## DATA IN THIS EXERCISE
════════════════════

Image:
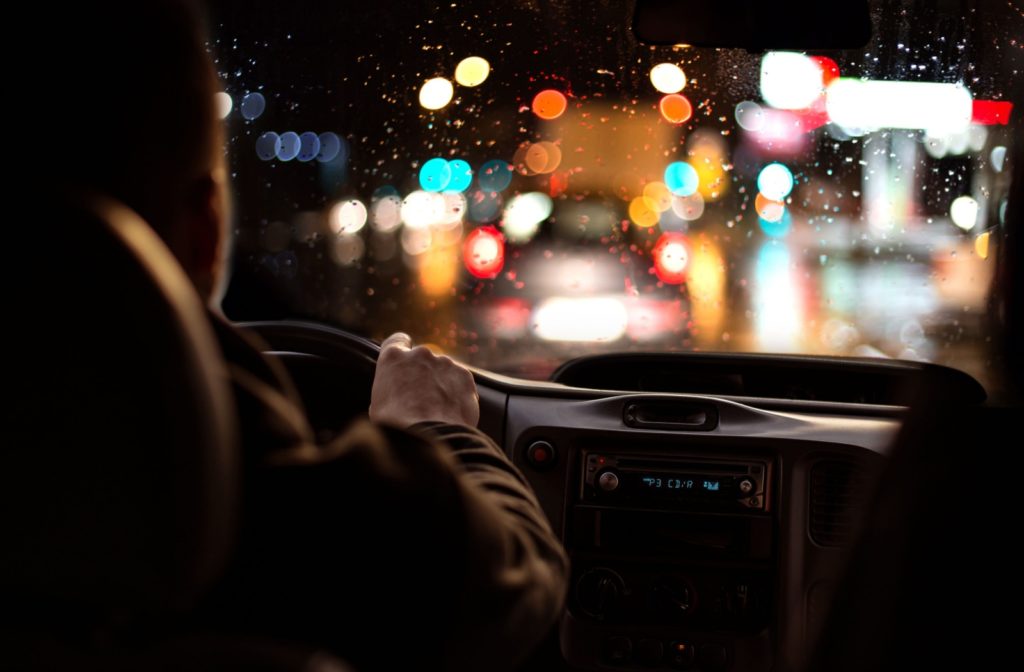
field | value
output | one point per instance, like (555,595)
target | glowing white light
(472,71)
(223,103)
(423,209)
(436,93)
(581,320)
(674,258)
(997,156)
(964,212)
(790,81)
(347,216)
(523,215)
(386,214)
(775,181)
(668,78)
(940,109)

════════════════════

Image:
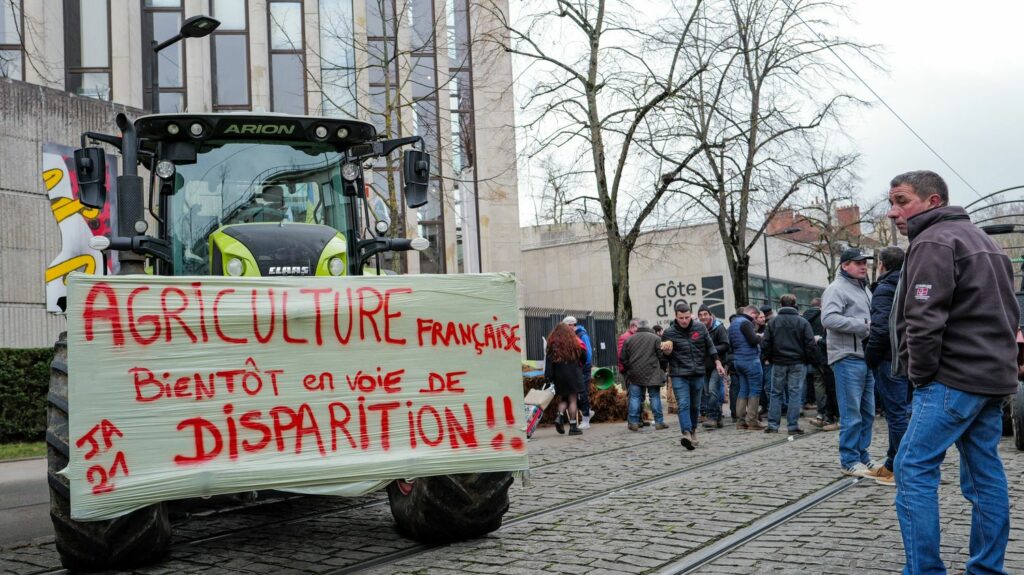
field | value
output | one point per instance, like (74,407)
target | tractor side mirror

════════════════════

## EXERCISE INSTRUCTIONS
When you reach the line with "output | one point per instance, like (74,407)" in the records above, start writing out lines exactly, and stop once the line with "target | tractor side mirror" has been written; include nothing else.

## FINISHED EXERCISE
output | one point per instance, like (74,407)
target | tractor side mirror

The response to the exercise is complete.